Exercise prompt: Pull out the lines from the one containing "[point] at the snow on car" through the final line of the listing below and repeat them exactly. Leave the pictures behind.

Supplied information:
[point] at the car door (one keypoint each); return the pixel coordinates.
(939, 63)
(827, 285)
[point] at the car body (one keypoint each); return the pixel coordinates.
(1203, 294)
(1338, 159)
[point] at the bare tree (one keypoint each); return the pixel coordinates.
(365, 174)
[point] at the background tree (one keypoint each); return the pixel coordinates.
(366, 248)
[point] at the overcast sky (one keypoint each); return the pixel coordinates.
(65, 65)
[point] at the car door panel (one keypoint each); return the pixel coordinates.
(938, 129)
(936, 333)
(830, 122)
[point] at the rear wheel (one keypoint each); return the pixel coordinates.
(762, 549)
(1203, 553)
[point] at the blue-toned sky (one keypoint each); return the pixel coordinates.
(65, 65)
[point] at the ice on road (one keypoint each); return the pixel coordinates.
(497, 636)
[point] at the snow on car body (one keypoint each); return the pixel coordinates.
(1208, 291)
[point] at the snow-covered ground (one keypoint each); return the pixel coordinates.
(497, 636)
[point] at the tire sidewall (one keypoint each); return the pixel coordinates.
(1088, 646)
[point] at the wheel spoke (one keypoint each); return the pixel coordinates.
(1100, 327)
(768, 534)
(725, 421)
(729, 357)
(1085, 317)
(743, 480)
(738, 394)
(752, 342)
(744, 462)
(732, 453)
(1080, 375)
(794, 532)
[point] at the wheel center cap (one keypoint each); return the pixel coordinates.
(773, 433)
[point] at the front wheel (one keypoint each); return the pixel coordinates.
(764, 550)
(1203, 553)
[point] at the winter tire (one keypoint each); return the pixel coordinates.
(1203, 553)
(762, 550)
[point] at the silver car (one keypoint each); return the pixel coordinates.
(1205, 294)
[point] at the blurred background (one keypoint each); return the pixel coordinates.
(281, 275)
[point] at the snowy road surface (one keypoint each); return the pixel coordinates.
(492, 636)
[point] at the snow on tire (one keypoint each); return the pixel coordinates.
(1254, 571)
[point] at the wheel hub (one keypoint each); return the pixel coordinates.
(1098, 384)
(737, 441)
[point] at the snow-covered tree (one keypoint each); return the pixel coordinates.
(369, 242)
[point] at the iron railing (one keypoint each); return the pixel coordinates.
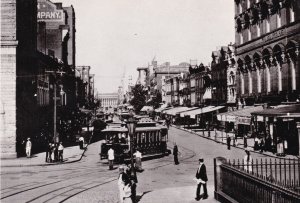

Solved exercise:
[point] at the snow on car body (one keypoint each); return the pixel coordinates.
(1208, 291)
[point] at the snow-covered ground (one keypoint each); return the pixel coordinates.
(497, 636)
[point] at the tire sidewall (one keypoint each); return the pixel coordinates.
(1088, 646)
[point] at the wheel spoke (one keypoint each); return the pixel coordinates.
(1100, 327)
(768, 534)
(725, 421)
(729, 357)
(1085, 317)
(743, 480)
(738, 394)
(752, 342)
(744, 462)
(732, 453)
(1080, 375)
(794, 532)
[point] at the wheel center cap (one keypoint each); return the pixel coordinates.
(773, 433)
[point] at the front wheel (one keypoint each); return the pixel coordinates.
(764, 550)
(1203, 553)
[point] at the winter tire (one keypoint each); return the pixel coordinates.
(1203, 553)
(762, 550)
[point] at the silver car (one keypoint each); return the pixel coordinates.
(1205, 294)
[point] at the blurred background (one keypoint each); return the pixel coordinates.
(281, 275)
[point] at the snowy road surface (one keypoint each); return the pixel coordinates.
(492, 636)
[point] at the snow on tire (one keypoint each); return the pixel coordinates.
(1254, 571)
[point] at the wheel hub (one keypoint each); return the pixel coordinates.
(1098, 384)
(737, 441)
[point] at the snow-covered tree (one keypoint each); return the pixel coordinates.
(369, 242)
[point] at the iron railing (one keypoint each); return the pixel coordinates.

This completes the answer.